Provided material:
————

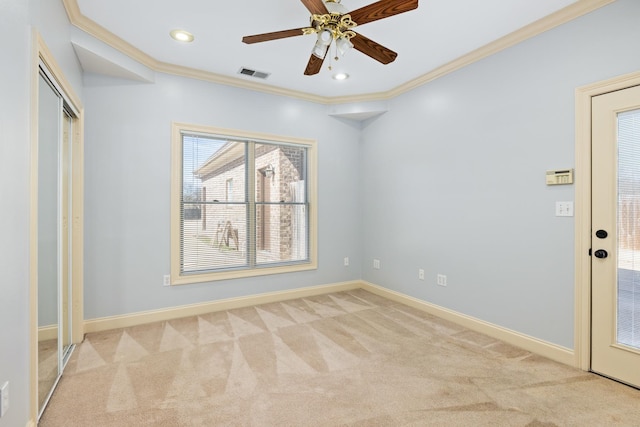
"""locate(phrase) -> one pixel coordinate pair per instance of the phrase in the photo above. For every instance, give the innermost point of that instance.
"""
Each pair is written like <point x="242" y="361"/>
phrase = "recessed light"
<point x="181" y="36"/>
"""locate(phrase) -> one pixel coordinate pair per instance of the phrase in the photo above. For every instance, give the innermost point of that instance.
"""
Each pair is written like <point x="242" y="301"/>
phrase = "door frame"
<point x="582" y="261"/>
<point x="41" y="54"/>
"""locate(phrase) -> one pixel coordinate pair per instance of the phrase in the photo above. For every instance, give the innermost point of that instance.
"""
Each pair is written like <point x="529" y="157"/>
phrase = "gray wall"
<point x="461" y="163"/>
<point x="14" y="216"/>
<point x="451" y="179"/>
<point x="127" y="188"/>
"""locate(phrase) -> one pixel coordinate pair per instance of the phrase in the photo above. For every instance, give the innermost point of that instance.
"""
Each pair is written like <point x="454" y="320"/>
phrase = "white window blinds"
<point x="244" y="204"/>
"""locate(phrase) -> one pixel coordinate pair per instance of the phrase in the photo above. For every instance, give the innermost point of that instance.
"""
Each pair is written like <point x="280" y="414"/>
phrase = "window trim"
<point x="177" y="129"/>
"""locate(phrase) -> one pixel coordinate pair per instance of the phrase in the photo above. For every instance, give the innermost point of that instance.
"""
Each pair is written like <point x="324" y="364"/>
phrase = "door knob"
<point x="601" y="253"/>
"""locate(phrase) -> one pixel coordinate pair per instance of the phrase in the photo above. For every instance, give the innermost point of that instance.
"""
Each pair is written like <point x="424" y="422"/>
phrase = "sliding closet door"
<point x="50" y="254"/>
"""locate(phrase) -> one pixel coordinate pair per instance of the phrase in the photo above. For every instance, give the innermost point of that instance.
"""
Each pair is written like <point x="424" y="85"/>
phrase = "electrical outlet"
<point x="4" y="398"/>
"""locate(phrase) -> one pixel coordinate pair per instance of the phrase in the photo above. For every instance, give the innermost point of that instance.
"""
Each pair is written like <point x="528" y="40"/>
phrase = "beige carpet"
<point x="344" y="359"/>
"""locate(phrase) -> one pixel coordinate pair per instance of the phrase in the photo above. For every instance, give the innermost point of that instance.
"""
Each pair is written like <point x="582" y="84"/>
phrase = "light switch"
<point x="564" y="208"/>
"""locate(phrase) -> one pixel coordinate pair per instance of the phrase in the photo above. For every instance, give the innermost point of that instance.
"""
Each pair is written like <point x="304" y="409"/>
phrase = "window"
<point x="243" y="204"/>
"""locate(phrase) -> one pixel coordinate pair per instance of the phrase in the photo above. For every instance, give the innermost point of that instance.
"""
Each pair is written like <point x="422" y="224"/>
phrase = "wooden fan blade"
<point x="316" y="7"/>
<point x="257" y="38"/>
<point x="382" y="9"/>
<point x="314" y="65"/>
<point x="373" y="49"/>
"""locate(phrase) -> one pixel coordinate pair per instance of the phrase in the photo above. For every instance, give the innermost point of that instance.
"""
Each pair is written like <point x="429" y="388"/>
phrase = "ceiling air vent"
<point x="253" y="73"/>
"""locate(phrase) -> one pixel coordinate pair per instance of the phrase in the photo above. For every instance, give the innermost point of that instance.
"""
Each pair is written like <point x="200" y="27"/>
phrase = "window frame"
<point x="177" y="278"/>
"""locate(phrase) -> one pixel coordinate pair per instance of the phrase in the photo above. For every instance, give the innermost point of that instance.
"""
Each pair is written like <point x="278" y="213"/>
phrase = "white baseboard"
<point x="526" y="342"/>
<point x="529" y="343"/>
<point x="140" y="318"/>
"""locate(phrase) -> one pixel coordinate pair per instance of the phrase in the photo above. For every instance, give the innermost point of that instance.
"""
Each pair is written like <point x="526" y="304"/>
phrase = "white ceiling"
<point x="438" y="32"/>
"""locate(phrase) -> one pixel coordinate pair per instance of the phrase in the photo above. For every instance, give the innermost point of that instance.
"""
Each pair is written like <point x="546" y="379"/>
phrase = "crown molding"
<point x="569" y="13"/>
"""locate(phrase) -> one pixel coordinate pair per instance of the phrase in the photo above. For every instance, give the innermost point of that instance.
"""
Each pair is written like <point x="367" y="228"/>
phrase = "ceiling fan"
<point x="332" y="22"/>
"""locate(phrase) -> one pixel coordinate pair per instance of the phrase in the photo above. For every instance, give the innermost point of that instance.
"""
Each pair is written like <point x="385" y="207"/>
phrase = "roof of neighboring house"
<point x="229" y="152"/>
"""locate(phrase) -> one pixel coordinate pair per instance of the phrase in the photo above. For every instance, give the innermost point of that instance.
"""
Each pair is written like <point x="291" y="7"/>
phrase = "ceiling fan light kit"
<point x="331" y="21"/>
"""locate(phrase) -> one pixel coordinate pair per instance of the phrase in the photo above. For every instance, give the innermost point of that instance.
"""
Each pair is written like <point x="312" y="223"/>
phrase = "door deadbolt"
<point x="601" y="253"/>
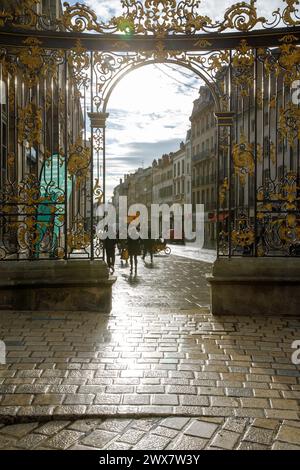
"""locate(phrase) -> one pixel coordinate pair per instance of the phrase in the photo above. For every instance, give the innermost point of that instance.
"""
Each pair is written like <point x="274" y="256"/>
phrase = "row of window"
<point x="203" y="124"/>
<point x="206" y="146"/>
<point x="206" y="197"/>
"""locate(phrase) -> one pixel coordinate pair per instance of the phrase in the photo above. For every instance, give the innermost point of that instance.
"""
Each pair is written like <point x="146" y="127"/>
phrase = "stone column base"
<point x="73" y="285"/>
<point x="255" y="286"/>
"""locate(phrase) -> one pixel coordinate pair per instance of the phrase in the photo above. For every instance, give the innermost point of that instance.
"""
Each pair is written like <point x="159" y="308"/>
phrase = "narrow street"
<point x="159" y="372"/>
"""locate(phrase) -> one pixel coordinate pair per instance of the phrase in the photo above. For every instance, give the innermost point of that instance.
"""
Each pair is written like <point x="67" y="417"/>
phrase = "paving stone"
<point x="284" y="446"/>
<point x="284" y="404"/>
<point x="166" y="432"/>
<point x="63" y="440"/>
<point x="236" y="424"/>
<point x="152" y="442"/>
<point x="52" y="427"/>
<point x="165" y="399"/>
<point x="99" y="438"/>
<point x="259" y="435"/>
<point x="132" y="436"/>
<point x="188" y="443"/>
<point x="17" y="400"/>
<point x="235" y="367"/>
<point x="48" y="399"/>
<point x="289" y="434"/>
<point x="225" y="439"/>
<point x="30" y="441"/>
<point x="18" y="430"/>
<point x="252" y="446"/>
<point x="201" y="429"/>
<point x="7" y="442"/>
<point x="266" y="423"/>
<point x="115" y="425"/>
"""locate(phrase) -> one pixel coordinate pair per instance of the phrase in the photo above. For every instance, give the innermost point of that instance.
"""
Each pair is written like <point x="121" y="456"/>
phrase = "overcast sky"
<point x="150" y="108"/>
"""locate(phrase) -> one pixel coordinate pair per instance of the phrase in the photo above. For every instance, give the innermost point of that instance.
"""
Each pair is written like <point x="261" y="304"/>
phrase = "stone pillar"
<point x="255" y="286"/>
<point x="56" y="285"/>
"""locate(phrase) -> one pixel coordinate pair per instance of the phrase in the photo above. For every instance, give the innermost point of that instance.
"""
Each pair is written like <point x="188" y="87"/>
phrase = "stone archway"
<point x="59" y="73"/>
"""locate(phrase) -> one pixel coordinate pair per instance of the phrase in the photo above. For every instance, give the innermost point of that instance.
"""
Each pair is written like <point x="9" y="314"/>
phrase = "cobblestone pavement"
<point x="173" y="433"/>
<point x="159" y="353"/>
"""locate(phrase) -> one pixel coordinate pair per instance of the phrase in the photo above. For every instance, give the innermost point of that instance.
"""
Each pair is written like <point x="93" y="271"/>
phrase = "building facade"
<point x="204" y="161"/>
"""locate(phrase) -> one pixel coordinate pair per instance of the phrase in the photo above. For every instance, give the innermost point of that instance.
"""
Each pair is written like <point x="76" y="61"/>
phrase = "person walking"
<point x="110" y="251"/>
<point x="134" y="250"/>
<point x="148" y="247"/>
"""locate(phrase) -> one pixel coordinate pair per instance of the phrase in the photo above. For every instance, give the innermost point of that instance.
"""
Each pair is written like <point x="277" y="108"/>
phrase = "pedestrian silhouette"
<point x="134" y="250"/>
<point x="148" y="247"/>
<point x="110" y="251"/>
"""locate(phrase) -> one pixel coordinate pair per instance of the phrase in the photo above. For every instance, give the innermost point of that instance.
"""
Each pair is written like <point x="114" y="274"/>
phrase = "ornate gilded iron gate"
<point x="58" y="70"/>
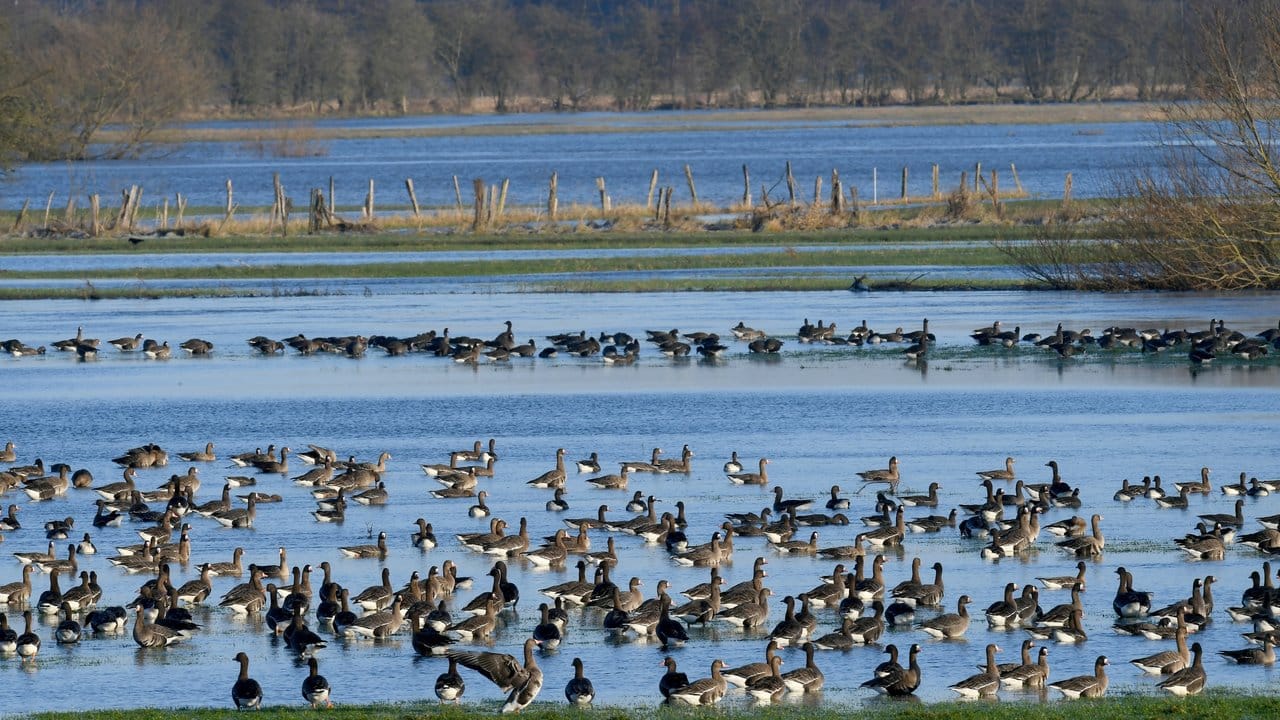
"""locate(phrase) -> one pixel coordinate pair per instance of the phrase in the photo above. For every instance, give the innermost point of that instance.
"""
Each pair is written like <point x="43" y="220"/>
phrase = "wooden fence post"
<point x="412" y="196"/>
<point x="478" y="187"/>
<point x="552" y="197"/>
<point x="693" y="190"/>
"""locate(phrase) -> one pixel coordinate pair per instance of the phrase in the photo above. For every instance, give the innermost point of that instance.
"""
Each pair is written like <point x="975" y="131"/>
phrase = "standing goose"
<point x="315" y="687"/>
<point x="732" y="465"/>
<point x="950" y="625"/>
<point x="246" y="693"/>
<point x="895" y="680"/>
<point x="888" y="475"/>
<point x="27" y="645"/>
<point x="579" y="689"/>
<point x="1086" y="686"/>
<point x="1169" y="661"/>
<point x="705" y="691"/>
<point x="449" y="684"/>
<point x="552" y="478"/>
<point x="522" y="682"/>
<point x="1188" y="680"/>
<point x="1005" y="474"/>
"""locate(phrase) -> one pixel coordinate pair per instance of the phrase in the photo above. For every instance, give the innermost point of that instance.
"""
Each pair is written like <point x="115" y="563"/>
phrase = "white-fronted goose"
<point x="27" y="643"/>
<point x="1188" y="680"/>
<point x="888" y="475"/>
<point x="246" y="692"/>
<point x="1028" y="675"/>
<point x="1087" y="546"/>
<point x="315" y="687"/>
<point x="1086" y="686"/>
<point x="552" y="478"/>
<point x="522" y="682"/>
<point x="895" y="680"/>
<point x="983" y="683"/>
<point x="1004" y="474"/>
<point x="707" y="691"/>
<point x="1169" y="661"/>
<point x="759" y="478"/>
<point x="579" y="691"/>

————

Task requirements: Keep only the lines of the material above that contain the string "window", and drop every other line.

Response:
phrase = "white window blinds"
phrase = "window trim"
phrase = "window"
phrase = "window frame"
phrase = "row of window"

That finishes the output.